**Data entries**
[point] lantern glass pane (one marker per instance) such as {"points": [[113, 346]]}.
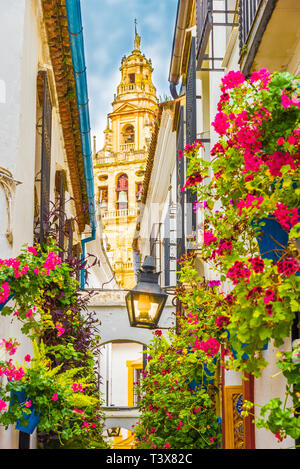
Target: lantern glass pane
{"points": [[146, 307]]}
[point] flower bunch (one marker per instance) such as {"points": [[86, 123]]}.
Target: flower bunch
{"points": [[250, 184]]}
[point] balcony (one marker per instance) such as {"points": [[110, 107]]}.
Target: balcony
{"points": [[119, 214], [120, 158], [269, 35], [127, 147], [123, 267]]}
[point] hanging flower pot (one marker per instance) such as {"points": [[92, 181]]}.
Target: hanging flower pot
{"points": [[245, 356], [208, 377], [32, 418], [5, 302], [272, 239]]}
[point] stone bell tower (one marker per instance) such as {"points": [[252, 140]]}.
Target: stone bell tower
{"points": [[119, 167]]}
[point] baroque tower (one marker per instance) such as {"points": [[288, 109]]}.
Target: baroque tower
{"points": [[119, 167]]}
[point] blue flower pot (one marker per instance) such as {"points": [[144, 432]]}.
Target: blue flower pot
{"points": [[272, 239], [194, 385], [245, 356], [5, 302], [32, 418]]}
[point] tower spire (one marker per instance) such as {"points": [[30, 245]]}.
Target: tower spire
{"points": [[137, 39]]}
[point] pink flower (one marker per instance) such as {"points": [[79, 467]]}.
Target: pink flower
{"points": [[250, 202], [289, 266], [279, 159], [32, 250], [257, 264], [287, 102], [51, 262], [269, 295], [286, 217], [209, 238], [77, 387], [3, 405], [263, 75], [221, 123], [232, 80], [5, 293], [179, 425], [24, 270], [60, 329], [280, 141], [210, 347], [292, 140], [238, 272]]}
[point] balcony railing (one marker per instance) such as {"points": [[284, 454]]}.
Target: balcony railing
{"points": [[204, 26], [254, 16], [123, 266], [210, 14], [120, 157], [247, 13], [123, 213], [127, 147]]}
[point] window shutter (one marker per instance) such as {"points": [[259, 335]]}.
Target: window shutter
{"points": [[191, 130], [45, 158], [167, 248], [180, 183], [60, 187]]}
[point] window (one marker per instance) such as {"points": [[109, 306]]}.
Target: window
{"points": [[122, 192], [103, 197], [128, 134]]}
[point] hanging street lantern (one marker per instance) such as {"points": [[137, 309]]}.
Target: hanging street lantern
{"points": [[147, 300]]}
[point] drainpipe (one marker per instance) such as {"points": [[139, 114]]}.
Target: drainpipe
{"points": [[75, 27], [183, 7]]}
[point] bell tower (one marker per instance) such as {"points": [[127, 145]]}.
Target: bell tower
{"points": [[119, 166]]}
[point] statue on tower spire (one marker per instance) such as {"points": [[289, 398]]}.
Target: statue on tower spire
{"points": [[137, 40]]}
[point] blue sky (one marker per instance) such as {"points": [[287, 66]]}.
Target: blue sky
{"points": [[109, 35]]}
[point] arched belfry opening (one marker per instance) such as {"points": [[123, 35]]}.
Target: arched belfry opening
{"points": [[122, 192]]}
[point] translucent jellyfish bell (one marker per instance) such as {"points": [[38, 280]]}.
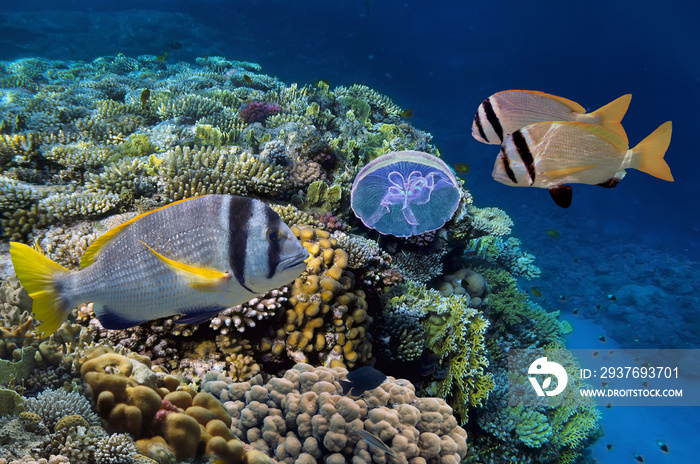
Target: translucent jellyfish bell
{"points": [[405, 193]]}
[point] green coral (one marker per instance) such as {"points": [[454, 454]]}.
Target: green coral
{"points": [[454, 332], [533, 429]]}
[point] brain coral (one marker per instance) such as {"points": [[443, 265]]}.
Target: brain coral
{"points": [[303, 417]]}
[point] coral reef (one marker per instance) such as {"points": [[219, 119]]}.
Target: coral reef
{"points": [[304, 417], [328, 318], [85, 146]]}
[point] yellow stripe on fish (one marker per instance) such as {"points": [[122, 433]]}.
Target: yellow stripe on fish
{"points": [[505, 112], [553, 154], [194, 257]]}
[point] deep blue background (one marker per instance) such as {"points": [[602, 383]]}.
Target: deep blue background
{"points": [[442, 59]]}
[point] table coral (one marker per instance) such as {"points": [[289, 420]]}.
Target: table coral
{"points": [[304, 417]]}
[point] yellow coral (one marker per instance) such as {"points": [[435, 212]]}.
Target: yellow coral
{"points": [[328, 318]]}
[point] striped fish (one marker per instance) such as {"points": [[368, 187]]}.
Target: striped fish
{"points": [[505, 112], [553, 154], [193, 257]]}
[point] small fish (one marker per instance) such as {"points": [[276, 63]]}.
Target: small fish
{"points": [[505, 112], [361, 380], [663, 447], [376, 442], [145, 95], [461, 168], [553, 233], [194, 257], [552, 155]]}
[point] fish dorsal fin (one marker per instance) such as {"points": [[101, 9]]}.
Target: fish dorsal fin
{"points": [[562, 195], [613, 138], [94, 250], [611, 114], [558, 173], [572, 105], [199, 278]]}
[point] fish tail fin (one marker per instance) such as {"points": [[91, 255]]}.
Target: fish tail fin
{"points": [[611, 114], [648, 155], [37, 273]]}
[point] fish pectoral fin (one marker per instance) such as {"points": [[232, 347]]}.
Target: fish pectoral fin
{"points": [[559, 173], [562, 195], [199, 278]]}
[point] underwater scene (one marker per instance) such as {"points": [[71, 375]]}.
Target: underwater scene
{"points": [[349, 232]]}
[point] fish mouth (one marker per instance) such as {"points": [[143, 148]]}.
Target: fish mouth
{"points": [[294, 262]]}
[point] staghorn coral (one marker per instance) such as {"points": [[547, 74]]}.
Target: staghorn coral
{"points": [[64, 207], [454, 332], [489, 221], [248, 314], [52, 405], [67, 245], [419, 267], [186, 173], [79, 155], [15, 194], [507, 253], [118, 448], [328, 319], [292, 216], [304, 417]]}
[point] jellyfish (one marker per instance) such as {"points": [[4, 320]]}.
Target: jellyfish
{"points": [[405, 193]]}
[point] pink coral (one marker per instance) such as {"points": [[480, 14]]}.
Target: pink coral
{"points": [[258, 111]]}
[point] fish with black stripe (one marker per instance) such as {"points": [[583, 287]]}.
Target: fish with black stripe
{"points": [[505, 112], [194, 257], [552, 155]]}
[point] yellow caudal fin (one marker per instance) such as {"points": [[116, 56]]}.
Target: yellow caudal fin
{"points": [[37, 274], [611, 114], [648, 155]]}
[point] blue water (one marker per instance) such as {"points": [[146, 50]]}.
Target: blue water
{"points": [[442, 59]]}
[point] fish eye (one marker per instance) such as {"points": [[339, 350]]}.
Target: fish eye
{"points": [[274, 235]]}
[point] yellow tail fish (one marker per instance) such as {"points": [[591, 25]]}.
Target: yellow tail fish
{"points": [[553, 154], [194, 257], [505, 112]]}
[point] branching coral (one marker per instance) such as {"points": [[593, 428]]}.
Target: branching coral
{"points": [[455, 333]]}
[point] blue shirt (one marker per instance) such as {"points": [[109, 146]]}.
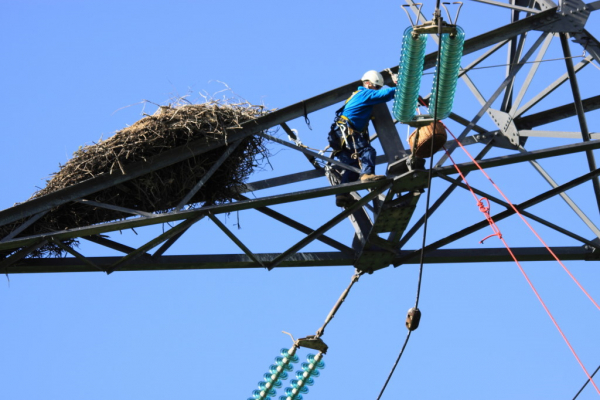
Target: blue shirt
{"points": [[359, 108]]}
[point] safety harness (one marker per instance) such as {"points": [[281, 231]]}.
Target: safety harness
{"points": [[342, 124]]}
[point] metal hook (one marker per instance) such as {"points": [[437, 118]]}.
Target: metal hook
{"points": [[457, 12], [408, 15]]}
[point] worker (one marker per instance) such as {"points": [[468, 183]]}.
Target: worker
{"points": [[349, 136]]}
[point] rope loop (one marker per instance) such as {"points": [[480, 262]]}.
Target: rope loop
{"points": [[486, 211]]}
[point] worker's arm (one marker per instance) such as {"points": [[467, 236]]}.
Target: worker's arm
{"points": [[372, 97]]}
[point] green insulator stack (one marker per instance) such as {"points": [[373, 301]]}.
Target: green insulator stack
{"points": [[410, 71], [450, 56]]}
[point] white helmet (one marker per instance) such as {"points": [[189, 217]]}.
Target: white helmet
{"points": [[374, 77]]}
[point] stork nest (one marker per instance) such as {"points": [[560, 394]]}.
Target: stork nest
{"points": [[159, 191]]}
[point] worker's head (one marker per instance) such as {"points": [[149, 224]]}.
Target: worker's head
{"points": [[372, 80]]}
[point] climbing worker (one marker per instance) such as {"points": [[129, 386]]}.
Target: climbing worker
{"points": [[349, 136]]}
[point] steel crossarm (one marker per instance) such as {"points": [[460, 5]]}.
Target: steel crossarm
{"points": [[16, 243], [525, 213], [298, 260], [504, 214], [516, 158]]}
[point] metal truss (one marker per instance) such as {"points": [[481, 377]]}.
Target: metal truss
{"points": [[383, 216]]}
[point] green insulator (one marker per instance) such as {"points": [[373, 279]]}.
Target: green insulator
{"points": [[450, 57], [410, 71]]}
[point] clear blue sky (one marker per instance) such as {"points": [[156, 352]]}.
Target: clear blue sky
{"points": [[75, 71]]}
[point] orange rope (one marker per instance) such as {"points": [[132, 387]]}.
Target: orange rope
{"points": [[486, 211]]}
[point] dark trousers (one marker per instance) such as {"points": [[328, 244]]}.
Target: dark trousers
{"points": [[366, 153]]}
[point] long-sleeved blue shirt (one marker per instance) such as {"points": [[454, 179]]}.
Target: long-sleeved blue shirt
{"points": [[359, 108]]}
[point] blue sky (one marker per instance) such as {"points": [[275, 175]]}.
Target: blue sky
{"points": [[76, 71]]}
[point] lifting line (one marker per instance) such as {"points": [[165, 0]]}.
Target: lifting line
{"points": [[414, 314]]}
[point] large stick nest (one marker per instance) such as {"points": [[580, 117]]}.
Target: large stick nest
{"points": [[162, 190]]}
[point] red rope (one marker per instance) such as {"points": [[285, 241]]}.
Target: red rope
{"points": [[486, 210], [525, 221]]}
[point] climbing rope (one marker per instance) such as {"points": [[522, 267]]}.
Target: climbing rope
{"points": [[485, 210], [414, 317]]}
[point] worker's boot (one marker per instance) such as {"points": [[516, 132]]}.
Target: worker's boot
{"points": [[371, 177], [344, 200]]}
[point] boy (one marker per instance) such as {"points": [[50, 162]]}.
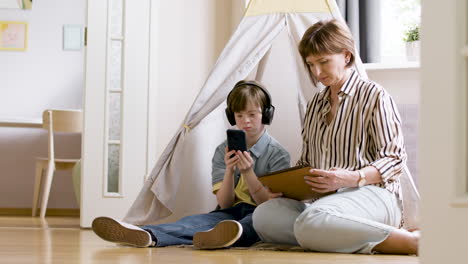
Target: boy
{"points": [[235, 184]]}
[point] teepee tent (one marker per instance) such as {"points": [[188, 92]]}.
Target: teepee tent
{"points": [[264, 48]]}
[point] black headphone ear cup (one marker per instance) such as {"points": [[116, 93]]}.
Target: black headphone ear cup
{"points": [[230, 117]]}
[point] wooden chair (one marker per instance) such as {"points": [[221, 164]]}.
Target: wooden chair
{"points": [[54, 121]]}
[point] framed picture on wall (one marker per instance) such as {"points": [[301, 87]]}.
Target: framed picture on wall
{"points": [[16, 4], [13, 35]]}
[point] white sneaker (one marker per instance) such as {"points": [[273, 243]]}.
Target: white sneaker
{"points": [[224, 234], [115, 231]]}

**Stated task**
Lay out the lines of the entries from the line containing "[point] white sneaker" through the end of the entries, inclusive, as a Markdown table with the columns Row and Line. Number each line in the Row column and skip any blank lines.

**Reply**
| Row | Line |
|---|---|
| 1 | [point] white sneaker (one marker per instance) such as {"points": [[273, 243]]}. |
| 2 | Target: white sneaker |
| 3 | {"points": [[224, 234], [115, 231]]} |